> **TEXT BLOCK**:
The Royal Family are one of the most defining symbols of the United Kingdom, recognisable the world over and drawing millions of visitors to British shores every year. As befits people of their status, the royals have enjoyed some pretty eye-catching residences over the centuries, and many of them are available for tourists to visit. Here’s a rundown of royal residences in London.
The most famous and recognisable of the Royal Family’s homes, Buckingham Palace is where the reigning monarch lives and works in London. Despite this, sections of the Palace are open to the public: the State Rooms, where the Queen receives subjects and dignitaries, can be visited as part of a guided tour, and constitute 19 of the Palace’s 775 total rooms. They’re appropriately grand for welcoming royal guests, and are furnished with some of the greatest treasures from the Royal Collection including paintings by Van Dyck and Canaletto and sculptures by Canova. The Picture Gallery, as the name suggests, also contains its share of artwork, with an ever-changing collection of exhibited works including pieces by Titian, Rembrandt and Rubens. With a range of luxurious properties and city suites Montcalm Hotels offer a luxurious base from which to explore this iconic British landmark.

> **WHAT YOU NEED TO DO**:
(a) Write out the passage on royal residences in London from "The Royal Family are" up to and including "residences in London.", word for word.
(b) Extend the article on London's royal residences by writing what comes next after its final sentence.

[Collection entries]
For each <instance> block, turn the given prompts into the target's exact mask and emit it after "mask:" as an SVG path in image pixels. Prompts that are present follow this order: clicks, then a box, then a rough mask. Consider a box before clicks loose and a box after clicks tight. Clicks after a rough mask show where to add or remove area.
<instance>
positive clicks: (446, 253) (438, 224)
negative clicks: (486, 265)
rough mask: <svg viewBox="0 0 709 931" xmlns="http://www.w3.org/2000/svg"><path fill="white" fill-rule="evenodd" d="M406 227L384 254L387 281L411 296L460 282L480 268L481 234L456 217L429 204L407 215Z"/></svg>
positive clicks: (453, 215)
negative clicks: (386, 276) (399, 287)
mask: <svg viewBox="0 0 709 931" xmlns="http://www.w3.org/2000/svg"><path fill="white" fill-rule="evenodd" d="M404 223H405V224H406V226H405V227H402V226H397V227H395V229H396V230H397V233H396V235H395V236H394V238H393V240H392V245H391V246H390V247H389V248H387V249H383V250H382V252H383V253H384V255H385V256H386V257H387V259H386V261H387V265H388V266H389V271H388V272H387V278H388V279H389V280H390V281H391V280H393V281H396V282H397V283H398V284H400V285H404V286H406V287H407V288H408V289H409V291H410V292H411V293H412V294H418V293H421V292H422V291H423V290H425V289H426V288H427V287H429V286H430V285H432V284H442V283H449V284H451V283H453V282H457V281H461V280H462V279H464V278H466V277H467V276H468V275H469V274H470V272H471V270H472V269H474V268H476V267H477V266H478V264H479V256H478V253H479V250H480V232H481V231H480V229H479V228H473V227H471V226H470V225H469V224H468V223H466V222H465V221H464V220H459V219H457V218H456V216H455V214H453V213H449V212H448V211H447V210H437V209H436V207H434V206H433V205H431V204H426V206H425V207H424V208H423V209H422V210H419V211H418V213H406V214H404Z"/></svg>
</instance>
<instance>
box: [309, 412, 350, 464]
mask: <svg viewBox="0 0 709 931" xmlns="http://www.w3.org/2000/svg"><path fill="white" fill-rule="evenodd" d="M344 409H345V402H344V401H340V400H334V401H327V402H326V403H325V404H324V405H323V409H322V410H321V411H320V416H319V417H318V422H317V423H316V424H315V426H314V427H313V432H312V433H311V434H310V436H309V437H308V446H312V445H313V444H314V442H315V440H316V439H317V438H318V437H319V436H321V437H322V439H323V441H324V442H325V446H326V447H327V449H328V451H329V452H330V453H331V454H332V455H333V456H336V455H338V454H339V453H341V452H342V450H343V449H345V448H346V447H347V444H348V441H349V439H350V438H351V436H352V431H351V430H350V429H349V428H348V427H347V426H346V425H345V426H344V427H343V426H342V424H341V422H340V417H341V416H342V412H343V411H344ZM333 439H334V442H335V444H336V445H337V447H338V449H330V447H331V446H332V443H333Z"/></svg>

> **RESPONSE LIST**:
(a)
The Royal Family are one of the most defining symbols of the United Kingdom, recognisable the world over and drawing millions of visitors to British shores every year. As befits people of their status, the royals have enjoyed some pretty eye-catching residences over the centuries, and many of them are available for tourists to visit. Here’s a rundown of royal residences in London.

(b)
While the Queen is usually at Buckingham Palace in the middle of the week (you’ll know she is when the Royal Standard is flying), it’s thought that she prefers spending time in Windsor Castle, which has been associated with the British royal family since the 11th century. The largest and oldest inhabited castle in the world, no less than 500 people live and work here, and the Queen increasingly uses it to entertain at official functions as well as it being her preferred weekend home. During Elizabeth II’s reign, efforts have also been directed towards making Windsor Castle one of the country’s leading tourist attractions, and it now welcomes around one million visitors per year. A significant proportion of the Royal Collection of art is now housed here, with regular changes in the exhibitions – much of this is also stored in the State Apartments, which are available to tour. The spectacular Semi-State Rooms, built as the private residences of George IV, are open to the public between September and March. Another highlight is Queen Mary’s Dolls’ House, the largest, most beautiful and most famous dolls’ house in the world, which was built for Queen Mary in the 1920s.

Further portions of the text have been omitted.